EXTRACT PROVIDED
★ ★ ★ ★ ★

SDDL is a domain-specific language for describing binary file formats. It enables you to formally specify the structure of binary data so it can be efficiently processed by compression algorithms, transformation tools, and other downstream systems.

⚠️ Important Notice

This documentation describes SDDL version 0.6 - the target specification. This represents the design goals and intended features of SDDL, serving as a "North Star" for the project's development.

The current implementation may not yet support all features described here. For information about the current implementation status, ongoing development, and roadmap, please refer to the project's GitHub repository and community discussions.

What is SDDL?

SDDL provides a clear, readable way to describe complex binary formats while maintaining strict guarantees about parsing performance. It's designed to bridge the gap between human-readable format specifications and high-performance binary processing.

Key Features

  • Explicit and Unambiguous: No hidden defaults or implicit behaviors
  • Performance Visibility: Clear distinction between instant-parse and scan-required layouts
  • Type Safety: Rich type system with explicit endianness
  • Validation: Built-in support for format constraints and data validation
  • Flexible Layouts: Support for fixed-size, variable-size, and delimiter-based data

Quick Example

Record Header() = {
  magic: Bytes(4),
  version: Int16LE,
  flags: Int16LE
}

header: Header
expect header.magic == "DPKT"
expect header.version >= 1 and header.version <= 3

Using SDDL with AI/LLM Assistants

Want help writing SDDL specifications? We provide a specialized teaching document designed for AI assistants:

SDDL for LLM (v0.6) - Complete technical specification optimized for LLMs

You can provide this document to your AI assistant (ChatGPT, Claude, etc.) and ask it to help you create SDDL descriptions for your binary formats. The document contains the complete language specification in a format that LLMs can easily understand and apply.

★ ★ ★ ★ ★

DATA FOR ANALYSIS
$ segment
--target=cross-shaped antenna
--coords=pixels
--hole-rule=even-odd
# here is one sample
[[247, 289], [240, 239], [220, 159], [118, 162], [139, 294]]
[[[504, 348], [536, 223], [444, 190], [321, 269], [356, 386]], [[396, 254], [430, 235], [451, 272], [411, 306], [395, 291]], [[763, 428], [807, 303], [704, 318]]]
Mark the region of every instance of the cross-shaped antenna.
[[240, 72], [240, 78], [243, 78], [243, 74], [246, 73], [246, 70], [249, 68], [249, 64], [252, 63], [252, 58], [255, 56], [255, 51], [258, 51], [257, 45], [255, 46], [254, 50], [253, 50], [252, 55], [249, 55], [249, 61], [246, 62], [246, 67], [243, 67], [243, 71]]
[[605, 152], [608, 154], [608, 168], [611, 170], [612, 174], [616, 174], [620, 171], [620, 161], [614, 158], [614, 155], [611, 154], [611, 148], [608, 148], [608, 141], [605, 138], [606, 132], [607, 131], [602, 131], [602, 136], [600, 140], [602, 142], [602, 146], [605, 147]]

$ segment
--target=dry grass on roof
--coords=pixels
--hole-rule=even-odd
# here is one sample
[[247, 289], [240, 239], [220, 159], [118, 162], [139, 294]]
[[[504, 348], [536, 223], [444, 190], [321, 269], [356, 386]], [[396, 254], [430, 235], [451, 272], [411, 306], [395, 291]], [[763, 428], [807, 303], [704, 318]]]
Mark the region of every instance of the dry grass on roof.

★ ★ ★ ★ ★

ACTIONS TO TAKE
[A] According to the SDDL overview, which version of the language does the documentation describe?
[B] Continue the SDDL overview from where it stops.

TASK-BY-TASK ANSWERS
[A] SDDL version 0.6, the target specification.

[B]
Example prompt:

"I'm attaching the SDDL specification. Can you help me write an SDDL description for [your format name]? The format has [describe your format structure]."

This approach is particularly effective for learning SDDL syntax quickly through interactive examples, getting help with complex format descriptions that would be tedious to work through manually, validating your SDDL code against the specification, and converting existing format documentation into structured SDDL descriptions.

Getting Started

New to SDDL? Start with the Introduction & Motivation to understand why SDDL exists and how it can help you. Then follow the Getting Started guide to create your first SDDL file.

Documentation Structure

  1. Introduction & Motivation - Understanding SDDL's purpose and benefits
  2. Getting Started - Your first SDDL file
  3. Core Concepts - Types, records, and validation
  4. Understanding Instant-Parse - Performance and layout determinism
  5. Arrays and Collections - Working with repeated data
  6. Advanced Layout Control - Alignment, padding, and memory optimization
  7. Conditional & Variant Data - Handling dynamic structures
  8. Variables and Expressions - Computing derived values
  9. Real-World Formats - Complete examples
  10. Best Practices - Guidelines for effective SDDL
  11. Quick Reference - Quick lookup guide

Community and Support

  • GitHub: facebook/openzl
  • Issues: Report bugs or request features on GitHub

Version

This documentation describes SDDL version 0.6.